## AUFGABE A
Gib aus dem Artikel über den Pflege-Eigenanteil den Abschnitt wieder, der bei den Worten „Lauterbach erwägt Deckelung“ beginnt und mit „die Eigenbeteiligung zusammen?“ endet. Setze dabei überall „Bundesländer“ an die Stelle von „Länder“.

## ARTIKEL
# # # #
Bundesregierung prüft Obergrenze für Pflege-Eigenanteil
Eine Auswertung des Verbandes der Ersatzkassen e. V. (vdek) vom 1. Juli 2024 macht deutlich, dass der Anteil, den Pflegebedürftige in Pflegeheimen aus eigener Tasche bezahlen müssen, erneut angestiegen ist. So zahlen die zu Pflegenden im Bundesdurchschnitt monatlich einen Eigenanteil von 2.871 Euro im ersten Aufenthaltsjahr. Das sind 211 Euro mehr als ein Jahr zuvor (1.7.2023: 2.660 Euro). Im zweiten Aufenthaltsjahr beträgt die monatliche Eigenbeteiligung aktuell 2.620 Euro, ein Plus von 233 Euro (1.7.2023: 2.387 Euro). Im dritten Aufenthaltsjahr müssen 2.284 Euro zugezahlt werden – 169 Euro mehr als im Vorjahr (1.7.2023: 2.115 Euro). Ab dem vierten Aufenthaltsjahr beträgt die Eigenbeteiligung aktuell 1.865 Euro bundesdurchschnittlich im Monat. Das entspricht einem Anstieg von 91 Euro (1.7.2023: 1.774 Euro).
Lauterbach erwägt Deckelung des Eigenanteils
Dass diese Entwicklung für viele bedeutet, dass sie sich die Unterbringung in einem Pflegeheim irgendwann nicht mehr leisten können, schein auch bei der Bundesregierung angekommen zu sein. Gegenüber dem ARD kündigt Bundesgesundheitsminister Karl Lauterbach (SPD) an, gegenzusteuern zu wollen. "Wir müssen dazu kommen, dass wir vielleicht mit einer Obergrenze für den Eigenanteil arbeiten. Das prüfen wir derzeit. Wir prüfen auch, wie die Investitionskosten stärker durch die Länder getragen werden können. Die Länder machen da zu wenig. Das fällt so auf die Füße der Versicherten, der zu Pflegenden", so Lauterbach.
Aus welchen Kosten setzt sich die Eigenbeteiligung zusammen?
# # # #
## AUFGABE B
Suche in den Datensätzen jede Zeile, in der die Zeichenfolge „suit“ vorkommt, und schreibe diese Zeilen ab. Dabei zählt die Groß- und Kleinschreibung.

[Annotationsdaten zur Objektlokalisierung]
# # # #
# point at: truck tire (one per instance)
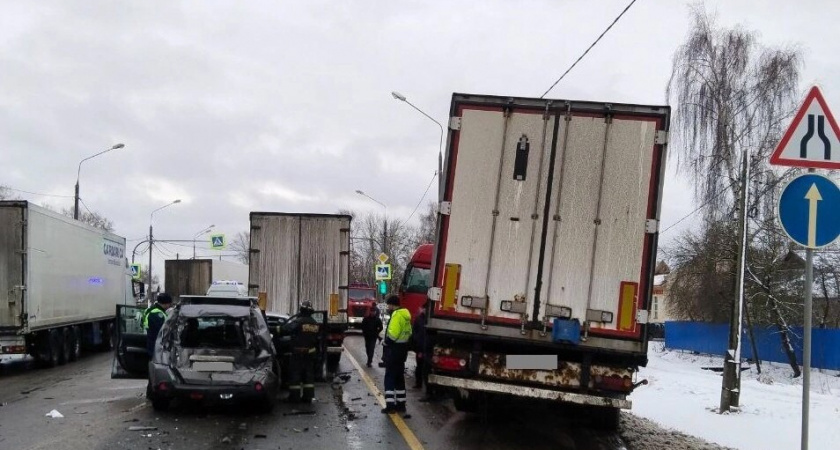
(66, 345)
(76, 336)
(53, 348)
(470, 404)
(604, 418)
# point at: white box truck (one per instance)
(303, 257)
(196, 276)
(60, 282)
(545, 252)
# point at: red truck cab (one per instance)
(360, 299)
(417, 280)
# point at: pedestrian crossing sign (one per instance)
(217, 241)
(383, 272)
(135, 271)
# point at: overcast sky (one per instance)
(285, 106)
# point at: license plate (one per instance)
(212, 366)
(531, 362)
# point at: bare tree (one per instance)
(241, 246)
(732, 95)
(732, 99)
(91, 218)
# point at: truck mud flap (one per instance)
(529, 392)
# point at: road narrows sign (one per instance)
(813, 138)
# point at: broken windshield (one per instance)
(212, 332)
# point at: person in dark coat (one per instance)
(371, 327)
(153, 319)
(304, 330)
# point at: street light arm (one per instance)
(79, 171)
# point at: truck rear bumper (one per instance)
(12, 345)
(524, 391)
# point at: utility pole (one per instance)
(730, 392)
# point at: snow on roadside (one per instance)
(684, 397)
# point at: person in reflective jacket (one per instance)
(303, 330)
(153, 319)
(397, 336)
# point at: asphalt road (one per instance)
(99, 412)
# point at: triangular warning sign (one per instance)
(813, 138)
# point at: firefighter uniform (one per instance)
(304, 332)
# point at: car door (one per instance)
(131, 359)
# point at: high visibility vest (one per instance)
(399, 327)
(154, 309)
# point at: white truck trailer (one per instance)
(60, 282)
(303, 257)
(545, 251)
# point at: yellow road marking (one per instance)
(402, 427)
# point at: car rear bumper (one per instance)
(164, 385)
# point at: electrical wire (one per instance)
(587, 50)
(696, 210)
(421, 200)
(41, 194)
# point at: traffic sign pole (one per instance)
(806, 350)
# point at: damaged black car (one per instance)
(211, 350)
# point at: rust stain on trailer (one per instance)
(567, 374)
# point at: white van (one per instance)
(227, 288)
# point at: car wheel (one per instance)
(332, 363)
(321, 370)
(266, 405)
(160, 404)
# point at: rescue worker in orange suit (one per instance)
(397, 336)
(303, 330)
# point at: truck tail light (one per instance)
(613, 383)
(451, 363)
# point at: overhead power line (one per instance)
(421, 199)
(587, 50)
(39, 193)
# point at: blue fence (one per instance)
(712, 338)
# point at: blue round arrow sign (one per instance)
(809, 210)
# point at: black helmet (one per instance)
(306, 308)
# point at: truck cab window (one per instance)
(416, 280)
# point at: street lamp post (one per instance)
(385, 225)
(78, 173)
(402, 98)
(151, 244)
(204, 231)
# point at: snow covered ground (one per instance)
(684, 397)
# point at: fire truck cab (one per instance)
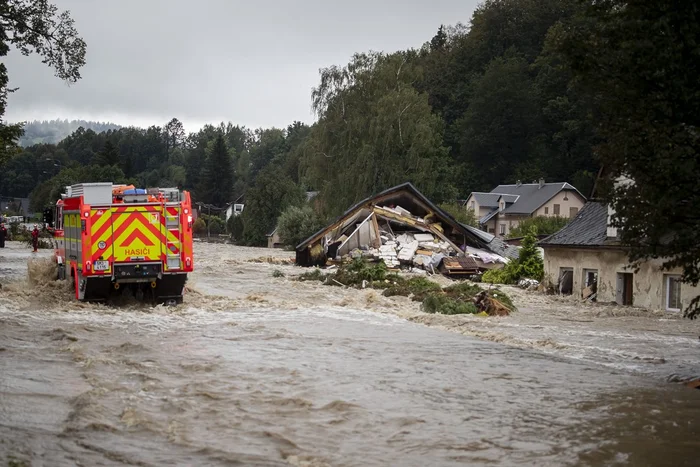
(115, 237)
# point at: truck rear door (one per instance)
(136, 233)
(173, 238)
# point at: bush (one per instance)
(199, 227)
(460, 213)
(462, 291)
(314, 275)
(529, 265)
(417, 287)
(539, 225)
(445, 305)
(296, 224)
(359, 271)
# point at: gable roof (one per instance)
(410, 190)
(588, 228)
(530, 196)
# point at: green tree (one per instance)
(108, 156)
(272, 193)
(374, 125)
(217, 176)
(173, 135)
(36, 26)
(297, 223)
(638, 61)
(500, 128)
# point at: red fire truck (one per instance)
(115, 237)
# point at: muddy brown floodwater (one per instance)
(260, 370)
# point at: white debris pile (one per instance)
(401, 240)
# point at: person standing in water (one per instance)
(35, 238)
(3, 235)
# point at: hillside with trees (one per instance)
(53, 131)
(473, 107)
(525, 91)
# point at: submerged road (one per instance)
(297, 374)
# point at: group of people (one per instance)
(35, 236)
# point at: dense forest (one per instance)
(473, 107)
(53, 131)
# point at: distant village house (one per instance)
(502, 210)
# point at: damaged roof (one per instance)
(531, 196)
(409, 189)
(588, 228)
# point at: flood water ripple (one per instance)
(270, 377)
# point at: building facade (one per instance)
(506, 206)
(586, 258)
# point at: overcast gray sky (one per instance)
(204, 61)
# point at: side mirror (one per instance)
(48, 217)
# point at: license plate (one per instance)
(100, 266)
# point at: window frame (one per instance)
(667, 279)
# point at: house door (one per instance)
(625, 287)
(566, 281)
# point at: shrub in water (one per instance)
(418, 287)
(444, 305)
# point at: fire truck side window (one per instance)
(58, 219)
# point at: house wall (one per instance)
(510, 220)
(574, 201)
(273, 241)
(649, 284)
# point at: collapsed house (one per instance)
(401, 227)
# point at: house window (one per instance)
(673, 293)
(590, 284)
(625, 287)
(566, 281)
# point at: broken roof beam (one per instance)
(354, 232)
(444, 238)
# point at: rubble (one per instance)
(404, 230)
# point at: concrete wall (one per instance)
(574, 201)
(649, 284)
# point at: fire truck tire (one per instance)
(169, 289)
(76, 283)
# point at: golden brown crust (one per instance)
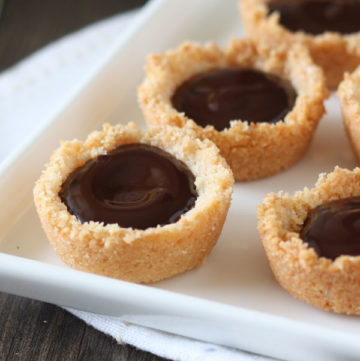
(349, 94)
(330, 285)
(252, 150)
(334, 52)
(137, 255)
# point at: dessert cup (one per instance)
(130, 254)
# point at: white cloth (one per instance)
(29, 91)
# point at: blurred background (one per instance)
(28, 25)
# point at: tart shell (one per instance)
(349, 94)
(130, 254)
(252, 150)
(330, 285)
(334, 52)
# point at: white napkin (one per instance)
(28, 93)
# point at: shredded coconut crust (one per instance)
(252, 150)
(349, 94)
(131, 254)
(330, 285)
(334, 52)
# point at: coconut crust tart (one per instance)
(312, 242)
(135, 205)
(349, 94)
(330, 29)
(255, 144)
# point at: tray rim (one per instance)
(169, 300)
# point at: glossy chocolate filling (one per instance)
(333, 229)
(135, 185)
(217, 97)
(316, 16)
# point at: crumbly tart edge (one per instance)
(252, 150)
(330, 285)
(334, 52)
(349, 95)
(137, 255)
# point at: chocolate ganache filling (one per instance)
(333, 229)
(219, 96)
(317, 16)
(135, 185)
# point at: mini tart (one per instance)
(330, 285)
(129, 254)
(349, 94)
(252, 150)
(334, 52)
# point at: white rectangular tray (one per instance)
(233, 299)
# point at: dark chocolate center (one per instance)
(135, 185)
(217, 97)
(333, 229)
(316, 16)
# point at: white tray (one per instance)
(233, 299)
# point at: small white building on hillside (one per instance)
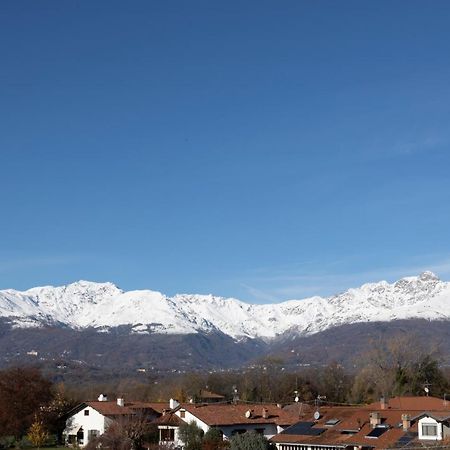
(91, 419)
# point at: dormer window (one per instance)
(429, 429)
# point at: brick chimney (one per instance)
(406, 422)
(375, 419)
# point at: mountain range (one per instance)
(103, 306)
(100, 327)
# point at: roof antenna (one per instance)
(235, 395)
(426, 387)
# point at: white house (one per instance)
(91, 419)
(230, 419)
(434, 428)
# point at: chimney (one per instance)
(406, 422)
(375, 419)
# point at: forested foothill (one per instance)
(33, 403)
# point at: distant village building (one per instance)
(91, 419)
(401, 422)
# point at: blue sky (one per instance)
(263, 150)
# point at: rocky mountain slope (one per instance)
(103, 306)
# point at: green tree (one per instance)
(191, 434)
(249, 441)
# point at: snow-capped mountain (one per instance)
(103, 305)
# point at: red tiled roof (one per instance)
(358, 420)
(228, 414)
(129, 408)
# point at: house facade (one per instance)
(91, 419)
(230, 419)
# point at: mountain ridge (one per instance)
(103, 306)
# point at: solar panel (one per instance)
(406, 439)
(303, 428)
(332, 422)
(377, 432)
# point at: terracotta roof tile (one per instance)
(229, 414)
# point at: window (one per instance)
(429, 429)
(167, 434)
(93, 434)
(238, 431)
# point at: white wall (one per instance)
(94, 421)
(430, 421)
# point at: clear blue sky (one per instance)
(264, 150)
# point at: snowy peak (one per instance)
(102, 306)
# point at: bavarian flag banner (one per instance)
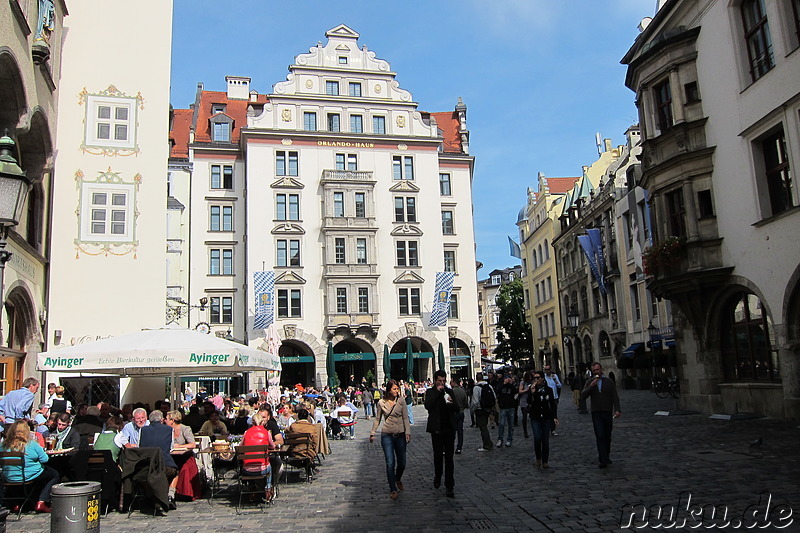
(264, 287)
(441, 300)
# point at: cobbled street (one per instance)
(655, 459)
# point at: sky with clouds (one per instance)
(539, 77)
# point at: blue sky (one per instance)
(539, 77)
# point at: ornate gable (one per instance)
(288, 228)
(409, 276)
(287, 182)
(406, 230)
(404, 186)
(289, 278)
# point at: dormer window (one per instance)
(221, 126)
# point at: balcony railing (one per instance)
(346, 175)
(353, 321)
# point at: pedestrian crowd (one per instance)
(496, 400)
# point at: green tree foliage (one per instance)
(514, 335)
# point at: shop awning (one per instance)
(417, 355)
(360, 356)
(631, 350)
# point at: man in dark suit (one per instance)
(605, 407)
(158, 435)
(442, 407)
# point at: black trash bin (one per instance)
(76, 507)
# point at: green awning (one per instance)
(362, 356)
(417, 355)
(297, 359)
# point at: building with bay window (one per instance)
(719, 107)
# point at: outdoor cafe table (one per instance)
(223, 461)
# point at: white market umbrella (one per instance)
(163, 351)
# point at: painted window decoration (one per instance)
(107, 213)
(111, 122)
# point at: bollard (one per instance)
(75, 507)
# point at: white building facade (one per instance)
(351, 197)
(109, 225)
(719, 104)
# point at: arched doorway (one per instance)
(460, 361)
(355, 362)
(298, 364)
(423, 359)
(19, 330)
(747, 338)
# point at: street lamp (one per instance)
(652, 332)
(546, 352)
(14, 187)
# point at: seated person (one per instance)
(158, 435)
(89, 424)
(40, 418)
(214, 426)
(129, 436)
(18, 440)
(241, 423)
(109, 439)
(344, 415)
(66, 437)
(303, 426)
(194, 419)
(57, 402)
(258, 434)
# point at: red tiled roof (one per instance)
(236, 109)
(179, 135)
(449, 124)
(561, 185)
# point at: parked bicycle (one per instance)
(664, 387)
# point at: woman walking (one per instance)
(524, 387)
(543, 410)
(395, 434)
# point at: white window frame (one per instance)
(93, 105)
(88, 191)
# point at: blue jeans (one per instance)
(603, 422)
(394, 450)
(541, 438)
(506, 418)
(460, 430)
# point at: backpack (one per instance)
(487, 397)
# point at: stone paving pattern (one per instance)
(656, 458)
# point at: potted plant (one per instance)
(663, 255)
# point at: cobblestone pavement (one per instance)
# # # #
## MUSTERLÖSUNG A
Lauterbach erwägt Deckelung des Eigenanteils
Dass diese Entwicklung für viele bedeutet, dass sie sich die Unterbringung in einem Pflegeheim irgendwann nicht mehr leisten können, schein auch bei der Bundesregierung angekommen zu sein. Gegenüber dem ARD kündigt Bundesgesundheitsminister Karl Lauterbach (SPD) an, gegenzusteuern zu wollen. "Wir müssen dazu kommen, dass wir vielleicht mit einer Obergrenze für den Eigenanteil arbeiten. Das prüfen wir derzeit. Wir prüfen auch, wie die Investitionskosten stärker durch die Bundesländer getragen werden können. Die Bundesländer machen da zu wenig. Das fällt so auf die Füße der Versicherten, der zu Pflegenden", so Lauterbach.
Aus welchen Kosten setzt sich die Eigenbeteiligung zusammen?

## MUSTERLÖSUNG B
# point at: rescue worker in orange suit (one per instance)
# point at: man in dark suit (one per instance)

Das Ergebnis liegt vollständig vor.